Request A:
According to the text on the Matthew Brady decision, what is not the focus when a vendor seeks specific performance?
Request B:
In the listing below, count the lines that contain the string "each", with case counting. Reply with the number only.

Excerpted text:
Earlier this summer, the Supreme Court refused to grant leave to appeal from the Ontario Court of Appeal’s decision of InStorage Limited Partnership and InStorage Trustee Corp. v. Matthew Brady Self Storage Corporation. In refusing to grant leave, the Supreme Court implicitly approved the Court of Appeal’s holding that specific performance is an appropriate remedy for vendors of commercial properties when buyers back out of a deal.

The key legal issue in Matthew Brady was whether a vendor could compel a buyer to complete a purchase where the property itself is not unique, which is habitually the key consideration in granting specific performance. The court ruled that where a vendor seeks specific performance, the focus is not on the uniqueness of the property. Rather, the appropriateness of specific performance depends on the special character and circumstances of the transaction and the subject matter of the contract viewed more broadly. This is a threefold test dependent on the circumstances of the case. It considers whether, looking at the contract as a whole: (i) damages will afford the vendor an adequate remedy; (ii) the vendor has established a fair, real and substantial justification for specific performance; and (iii) the equities between the parties favour a granting of specific performance.

The plaintiff satisfied the test in Matthew Brady. Some of the factors the court looked at to ground the special character of the transaction as a whole included that: the plaintiff renovated the property according to the defendant’s specifications in preparation for the sale; the defendant had managed the facility poorly; the plaintiff would not have bought the property but for its agreement with the defendant to buy it; and the defendant was always intended to be the sole owner of the property. Fairness dictated this result.

This is a significant decision in property litigation. In the past, courts commonly ordered specific performance only where a property was itself unique. Commercial properties, like the one at issue in Matthew Brady, are usually available in mass quantities and it is more difficult to prove they are unique. Since the test for specific performance traditionally turns principally on the uniqueness of the property itself, vendors had a harder time obtaining this remedy than purchasers and relied on exceptional circumstances. Purchasers could more readily argue that a property is “unique” for the specific purposes of the purchase (e.g. a special family home or farm), in that a ready substitute cannot be found.

Where a vendor or a purchaser wants to back out of or renegotiate the terms of a binding property deal, litigation is obviously an option. If there is a firm deal, courts can award damages or compel specific performance, which may now be a more viable remedy for vendors. In all cases, clients are encouraged to carefully determine if specific performance may be available on their facts or if it is best to seek damages.

Recorded data:
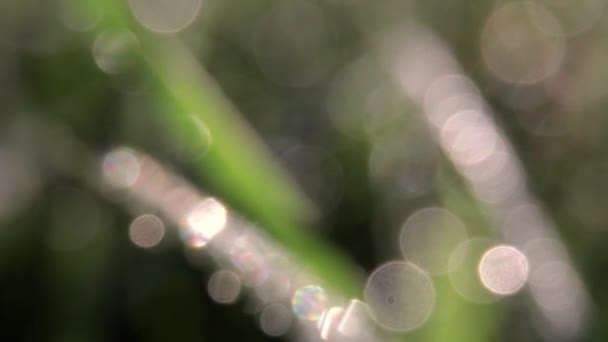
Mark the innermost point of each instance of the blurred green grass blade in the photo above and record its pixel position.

--

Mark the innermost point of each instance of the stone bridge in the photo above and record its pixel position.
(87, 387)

...

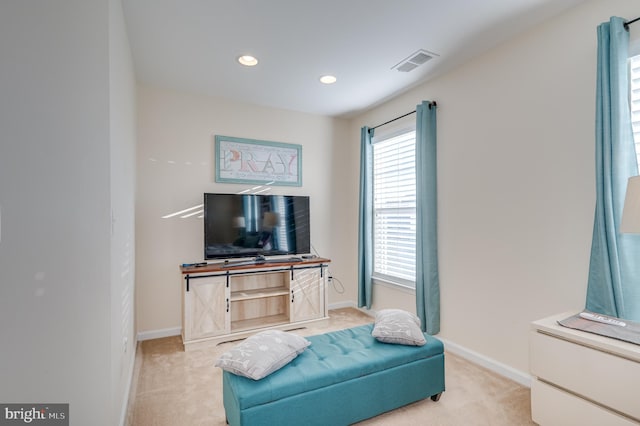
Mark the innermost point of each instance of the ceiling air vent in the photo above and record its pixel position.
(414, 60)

Task solution A:
The uniqueness of the property.

Task solution B:
3